Required action: Copy out the entries that follow exactly, leaving every picture behind.

(Items listed in a dataset)
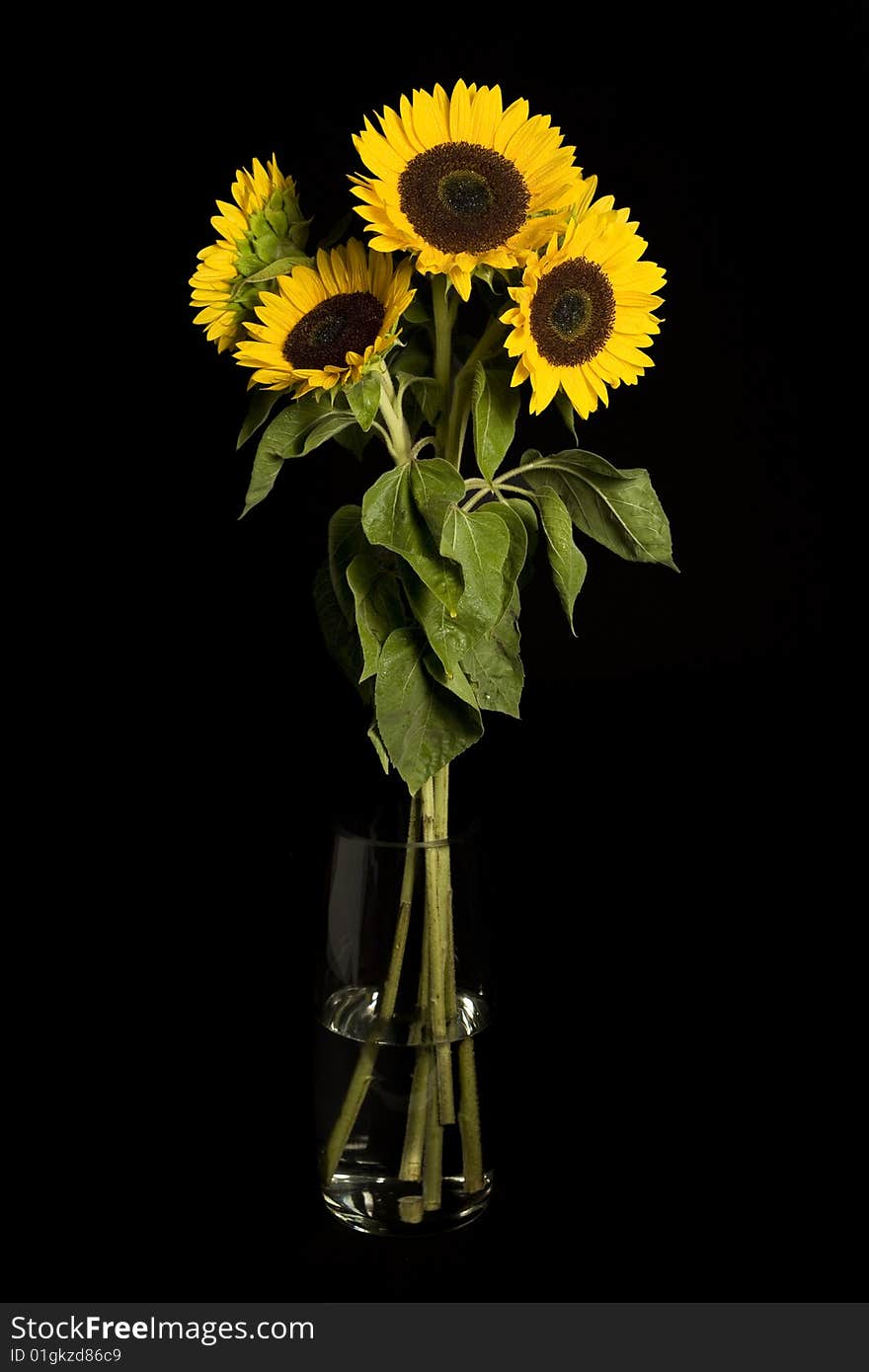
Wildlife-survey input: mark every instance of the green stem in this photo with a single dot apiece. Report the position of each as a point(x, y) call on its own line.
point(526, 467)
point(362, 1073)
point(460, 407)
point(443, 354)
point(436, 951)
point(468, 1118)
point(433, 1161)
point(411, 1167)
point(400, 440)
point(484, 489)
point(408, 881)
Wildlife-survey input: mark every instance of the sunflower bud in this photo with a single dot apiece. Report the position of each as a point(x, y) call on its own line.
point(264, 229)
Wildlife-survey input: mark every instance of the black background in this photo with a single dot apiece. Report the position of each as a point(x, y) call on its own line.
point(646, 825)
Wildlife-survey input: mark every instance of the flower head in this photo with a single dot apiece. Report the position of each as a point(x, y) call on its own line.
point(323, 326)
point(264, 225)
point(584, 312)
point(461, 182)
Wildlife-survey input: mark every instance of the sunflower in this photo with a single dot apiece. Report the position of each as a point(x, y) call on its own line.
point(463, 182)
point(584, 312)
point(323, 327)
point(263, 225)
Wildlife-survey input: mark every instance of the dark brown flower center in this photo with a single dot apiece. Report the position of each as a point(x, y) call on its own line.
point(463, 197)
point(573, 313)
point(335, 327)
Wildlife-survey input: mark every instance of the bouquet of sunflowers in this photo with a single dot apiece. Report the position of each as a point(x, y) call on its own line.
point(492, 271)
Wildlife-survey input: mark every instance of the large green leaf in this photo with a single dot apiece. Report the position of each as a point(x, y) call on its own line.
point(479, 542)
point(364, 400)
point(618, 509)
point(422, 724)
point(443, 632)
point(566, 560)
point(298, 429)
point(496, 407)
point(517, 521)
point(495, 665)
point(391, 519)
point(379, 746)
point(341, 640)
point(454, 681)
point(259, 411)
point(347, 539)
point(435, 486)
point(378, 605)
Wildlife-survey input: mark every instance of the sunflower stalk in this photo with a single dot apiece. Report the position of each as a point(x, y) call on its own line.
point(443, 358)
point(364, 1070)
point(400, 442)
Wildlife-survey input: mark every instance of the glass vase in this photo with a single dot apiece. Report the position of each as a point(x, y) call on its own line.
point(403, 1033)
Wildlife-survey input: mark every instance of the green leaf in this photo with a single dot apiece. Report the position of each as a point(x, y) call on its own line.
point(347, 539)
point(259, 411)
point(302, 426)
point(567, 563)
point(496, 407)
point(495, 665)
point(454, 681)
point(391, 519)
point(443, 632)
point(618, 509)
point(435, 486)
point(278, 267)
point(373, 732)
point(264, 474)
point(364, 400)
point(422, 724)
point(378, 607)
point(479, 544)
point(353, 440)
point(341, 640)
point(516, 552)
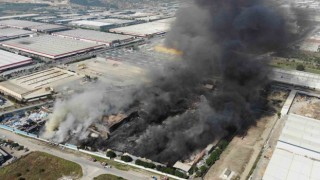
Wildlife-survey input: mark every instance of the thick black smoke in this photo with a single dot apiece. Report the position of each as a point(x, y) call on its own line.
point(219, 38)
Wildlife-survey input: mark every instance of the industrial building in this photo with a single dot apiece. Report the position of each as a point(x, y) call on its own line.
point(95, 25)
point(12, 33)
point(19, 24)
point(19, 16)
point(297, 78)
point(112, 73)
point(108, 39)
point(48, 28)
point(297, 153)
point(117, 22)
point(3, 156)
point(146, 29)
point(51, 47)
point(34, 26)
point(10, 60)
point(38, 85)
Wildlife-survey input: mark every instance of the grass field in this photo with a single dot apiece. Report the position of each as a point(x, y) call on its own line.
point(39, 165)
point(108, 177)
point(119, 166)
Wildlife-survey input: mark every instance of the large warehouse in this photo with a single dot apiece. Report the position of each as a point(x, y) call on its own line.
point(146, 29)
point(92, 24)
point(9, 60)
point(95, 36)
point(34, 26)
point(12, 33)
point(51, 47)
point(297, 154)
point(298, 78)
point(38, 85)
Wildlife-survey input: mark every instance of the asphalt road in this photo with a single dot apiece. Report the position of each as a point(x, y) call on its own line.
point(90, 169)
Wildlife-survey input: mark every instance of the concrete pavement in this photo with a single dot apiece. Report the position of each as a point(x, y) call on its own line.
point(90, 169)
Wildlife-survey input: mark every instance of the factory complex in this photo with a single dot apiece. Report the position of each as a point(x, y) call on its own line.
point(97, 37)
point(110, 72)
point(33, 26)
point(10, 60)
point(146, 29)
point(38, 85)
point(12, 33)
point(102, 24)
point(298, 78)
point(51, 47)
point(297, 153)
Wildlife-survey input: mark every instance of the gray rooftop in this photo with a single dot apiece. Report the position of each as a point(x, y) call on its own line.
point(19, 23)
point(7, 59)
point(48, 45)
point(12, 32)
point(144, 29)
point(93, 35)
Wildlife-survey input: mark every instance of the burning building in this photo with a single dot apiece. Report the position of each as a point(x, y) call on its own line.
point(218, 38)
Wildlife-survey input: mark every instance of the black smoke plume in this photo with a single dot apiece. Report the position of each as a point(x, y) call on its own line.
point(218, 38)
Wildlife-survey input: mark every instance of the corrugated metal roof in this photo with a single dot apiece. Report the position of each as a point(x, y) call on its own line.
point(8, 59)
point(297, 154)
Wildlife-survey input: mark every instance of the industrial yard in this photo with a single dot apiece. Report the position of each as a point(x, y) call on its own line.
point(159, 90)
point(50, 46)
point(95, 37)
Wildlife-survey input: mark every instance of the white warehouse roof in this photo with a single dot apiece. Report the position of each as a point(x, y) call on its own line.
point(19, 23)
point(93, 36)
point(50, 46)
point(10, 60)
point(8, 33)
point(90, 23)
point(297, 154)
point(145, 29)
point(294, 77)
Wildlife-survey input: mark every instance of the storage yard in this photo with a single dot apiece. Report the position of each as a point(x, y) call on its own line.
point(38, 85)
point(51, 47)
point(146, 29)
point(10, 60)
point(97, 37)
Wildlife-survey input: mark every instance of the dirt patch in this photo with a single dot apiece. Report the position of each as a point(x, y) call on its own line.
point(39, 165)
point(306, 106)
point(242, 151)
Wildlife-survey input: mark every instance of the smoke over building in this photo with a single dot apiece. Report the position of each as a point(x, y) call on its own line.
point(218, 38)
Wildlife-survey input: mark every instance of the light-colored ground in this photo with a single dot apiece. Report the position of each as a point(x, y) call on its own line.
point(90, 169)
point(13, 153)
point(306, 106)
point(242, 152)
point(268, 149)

Exercise response:
Wildlife-survey input: mark every instance of the green stem in this photo with a single dot apiece. Report the position of each as a point(x, y) call on its own line.
point(526, 467)
point(362, 1073)
point(460, 407)
point(443, 354)
point(436, 951)
point(468, 1118)
point(433, 1161)
point(411, 1167)
point(400, 440)
point(484, 489)
point(408, 881)
Wildlife-survey input: mark every instance of the sunflower bud in this photo with a single dot apiece. Report the position of each as a point(x, y) call on its own line.
point(264, 229)
Wildlife-survey input: mark every instance of the black background in this photo with a single dot apiece. Report the position of each as a point(x, y) call on its own line.
point(646, 825)
Wildlife-survey input: mark every instance of the flower head in this photo with a single dot apiece. Report the position of each as a point(x, y) call on its own line.
point(323, 326)
point(264, 225)
point(584, 312)
point(461, 182)
Wildlife-survey input: mark every instance of the sunflower in this photo with a single dot apiece. Report the position of each as a point(x, y) call on its own line.
point(463, 182)
point(584, 312)
point(323, 327)
point(263, 225)
Wildlife-survey input: mark every instance of the dark brown flower center in this photo with a single dot apiece. Report the position of each as a point(x, y) call on its own line.
point(463, 197)
point(573, 313)
point(335, 327)
Wildlife-survey input: mark every instance of the bouquet of sunflowers in this photo with a single dot apiece. Report the position of each as a point(x, y) call on its own line.
point(492, 271)
Wildlife-survey input: mark every instance of the large green leaf in this photo with a single dot apiece. Report the position of each as a point(x, y) call on its own line.
point(479, 542)
point(364, 400)
point(618, 509)
point(422, 724)
point(443, 632)
point(566, 560)
point(298, 429)
point(496, 407)
point(517, 521)
point(495, 665)
point(391, 519)
point(379, 746)
point(341, 640)
point(454, 681)
point(259, 411)
point(347, 539)
point(435, 486)
point(378, 605)
Wildlife-survey input: mark every instance of the sunflower stalk in this photo with a single dot apiece. Report the position of each as a point(x, y) call on its own line.
point(443, 358)
point(364, 1070)
point(400, 442)
Wildlife-survey input: mark every instance of the glass vase in this photo with a single dot apiece. Report the position of each as a point(x, y) call on its own line.
point(403, 1033)
Wildlife-survey input: mark every instance of the green leaf in this photo with a single dot apiece. Report the position of each as a point(x, y) call on its own line.
point(347, 539)
point(259, 411)
point(302, 426)
point(567, 563)
point(496, 407)
point(495, 665)
point(454, 681)
point(391, 519)
point(443, 632)
point(618, 509)
point(435, 486)
point(278, 267)
point(373, 732)
point(264, 474)
point(364, 400)
point(422, 724)
point(378, 607)
point(479, 544)
point(353, 440)
point(341, 640)
point(516, 552)
Wildlife-survey input: mark every instance of the thick black smoke in this photo with a single dot apiece. Report the position of each as a point(x, y) call on its own line.
point(219, 38)
Wildlife-survey input: mark every instance of the industrial building in this photo with a single dot apiece. Report the position of each as a point(x, y) call on its own line.
point(95, 25)
point(12, 33)
point(19, 24)
point(19, 16)
point(297, 78)
point(112, 73)
point(108, 39)
point(48, 28)
point(297, 153)
point(117, 22)
point(3, 156)
point(146, 29)
point(51, 47)
point(34, 26)
point(10, 60)
point(38, 85)
Wildlife-survey input: mark every instance of the grass field in this photo with a single dot apiece. Report the position of each as a point(x, y) call on its own line.
point(39, 165)
point(108, 177)
point(119, 166)
Wildlife-survey input: mark every instance of the large warehouse in this photo with a single dot apiece. Report the position of each as a point(x, y) call on its own line.
point(146, 29)
point(92, 24)
point(9, 60)
point(95, 36)
point(34, 26)
point(12, 33)
point(51, 47)
point(297, 154)
point(298, 78)
point(38, 85)
Wildlife-survey input: mark every instance of the asphalt road in this photo with a single dot apiece. Report the position of each as a point(x, y) call on its own line.
point(90, 169)
Wildlife-survey input: mark every instance of the concrete pavement in this photo with a single dot apiece. Report the position of each as a point(x, y) call on its own line.
point(90, 169)
Wildlife-survey input: mark every instance of the factory complex in this photo with a single dot apiece. Report the position of each as a point(x, y) call on its own line.
point(97, 37)
point(110, 72)
point(33, 26)
point(10, 60)
point(146, 29)
point(38, 85)
point(12, 33)
point(102, 24)
point(298, 78)
point(51, 47)
point(297, 153)
Wildlife-survey input: mark every instance of the gray rooftop in this photo with a single dot apiece. Report the position of each as a point(x, y) call on its own line.
point(19, 23)
point(7, 59)
point(48, 45)
point(12, 32)
point(144, 29)
point(93, 35)
Wildlife-survey input: mark every instance of the burning building in this photo with a single dot apiece. Report the position of each as a point(x, y) call on its own line.
point(218, 38)
Wildlife-survey input: mark every instance of the black smoke plume in this photo with a single dot apiece. Report the position of each as a point(x, y) call on its own line.
point(218, 38)
Wildlife-survey input: mark every instance of the corrugated metal roof in this photo with a single dot apiece. Report the position of each as a point(x, y) call on its own line.
point(8, 59)
point(297, 154)
Wildlife-survey input: mark every instance of the industrial yard in this photo with a single dot apiece. Report the position of each as a point(x, y) call on its own line.
point(159, 90)
point(50, 46)
point(95, 37)
Wildlife-survey input: mark every instance of the white warehouse roof in this photo with a single dot apiece. Report the position of each as a point(x, y) call on its own line.
point(19, 23)
point(93, 36)
point(50, 46)
point(10, 60)
point(8, 33)
point(90, 23)
point(297, 154)
point(145, 29)
point(294, 77)
Wildlife-survey input: mark every instance of the storage yard in this photo with a single dot apiece. Report the position of each as a point(x, y) call on its own line.
point(38, 85)
point(51, 47)
point(146, 29)
point(10, 60)
point(97, 37)
Wildlife-survey input: mark every instance of the dirt patch in this photo with a single dot apiece. Report the position of each as a point(x, y) call on its own line.
point(39, 165)
point(306, 106)
point(242, 151)
Wildlife-survey input: mark every instance of the smoke over building in this photo with a single dot apiece. Report the position of each as a point(x, y) call on its own line.
point(218, 38)
Wildlife-survey input: mark every instance of the light-colored ground in this photo with a single dot apiece. Report the position of each as a point(x, y) call on its own line.
point(90, 169)
point(13, 153)
point(306, 106)
point(242, 152)
point(268, 149)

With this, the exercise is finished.